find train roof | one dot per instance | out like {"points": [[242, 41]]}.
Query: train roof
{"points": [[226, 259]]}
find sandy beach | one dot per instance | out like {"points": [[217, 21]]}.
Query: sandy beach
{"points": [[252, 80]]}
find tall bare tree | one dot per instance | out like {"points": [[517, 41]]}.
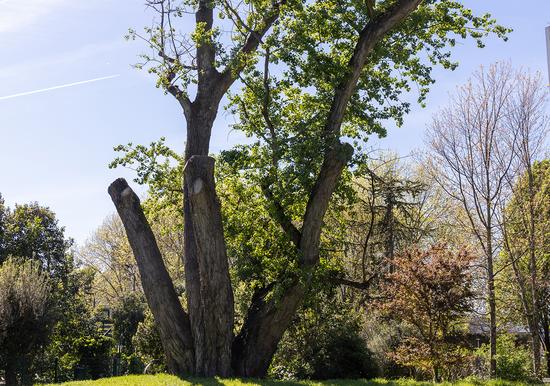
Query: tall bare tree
{"points": [[526, 118], [473, 150]]}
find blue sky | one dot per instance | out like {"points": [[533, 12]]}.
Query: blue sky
{"points": [[55, 145]]}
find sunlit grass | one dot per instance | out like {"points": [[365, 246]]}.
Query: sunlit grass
{"points": [[170, 380]]}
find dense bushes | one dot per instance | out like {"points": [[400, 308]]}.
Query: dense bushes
{"points": [[513, 359], [324, 344]]}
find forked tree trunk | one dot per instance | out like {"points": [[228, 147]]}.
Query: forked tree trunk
{"points": [[202, 343], [171, 319]]}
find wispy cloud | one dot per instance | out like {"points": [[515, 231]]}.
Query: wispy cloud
{"points": [[57, 87]]}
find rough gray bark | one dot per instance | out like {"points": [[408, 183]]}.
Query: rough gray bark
{"points": [[208, 328], [213, 354], [171, 319], [263, 329]]}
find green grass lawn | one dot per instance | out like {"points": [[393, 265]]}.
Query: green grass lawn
{"points": [[170, 380]]}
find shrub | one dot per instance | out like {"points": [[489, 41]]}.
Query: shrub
{"points": [[513, 359], [25, 316]]}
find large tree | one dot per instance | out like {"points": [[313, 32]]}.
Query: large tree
{"points": [[315, 76], [473, 153]]}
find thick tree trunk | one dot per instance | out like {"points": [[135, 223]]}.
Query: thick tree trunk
{"points": [[535, 314], [214, 332], [491, 296], [171, 319], [263, 329]]}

• What the task requires: Hand back the data above exactly, with no images.

• Response box:
find train roof | one dot per instance | out like {"points": [[242, 41]]}.
Query: train roof
{"points": [[226, 259]]}
find sandy beach | one dot per instance | out like {"points": [[217, 21]]}.
Query: sandy beach
{"points": [[252, 80]]}
find tall bare tree | one dot per instance | out like {"points": [[517, 41]]}.
Query: tall bare tree
{"points": [[526, 118], [473, 150]]}
find blue sky | one dot per instance | out like {"points": [[533, 12]]}.
Query: blue sky
{"points": [[55, 145]]}
find sunlit grass | one dot per instance | out like {"points": [[365, 246]]}.
Query: sunlit grass
{"points": [[170, 380]]}
find dense bushes | one dot per instance | out like {"points": [[400, 308]]}.
Query: dense bushes
{"points": [[513, 359], [324, 344]]}
find forked tree trunk | one dot per instance | out like {"points": [[228, 147]]}.
Query: forked tree trunk
{"points": [[202, 343], [171, 319]]}
find wispy cloud | one dot per instance | out like {"points": [[515, 231]]}.
Query: wispy cloud
{"points": [[57, 87]]}
find rough gray bark | one dot per instance | out like {"points": [[408, 183]]}.
Query: rough gray bark
{"points": [[208, 328], [213, 354], [171, 319], [263, 329]]}
find green grass lawn | one dot per instance | out like {"points": [[393, 265]]}.
Query: green grass lawn
{"points": [[170, 380]]}
find shrub | one dot per instance | out like {"points": [[489, 41]]}.
Query: shrub
{"points": [[513, 359], [25, 316]]}
find large tree | one dot per instance | out like {"points": [[313, 32]]}.
Query: large tree
{"points": [[315, 76], [473, 153]]}
find thick tree trunk | one dot per instance | out like {"points": [[135, 223]]}.
Query: thick tree trunk
{"points": [[535, 314], [214, 332], [491, 296], [171, 319], [263, 329]]}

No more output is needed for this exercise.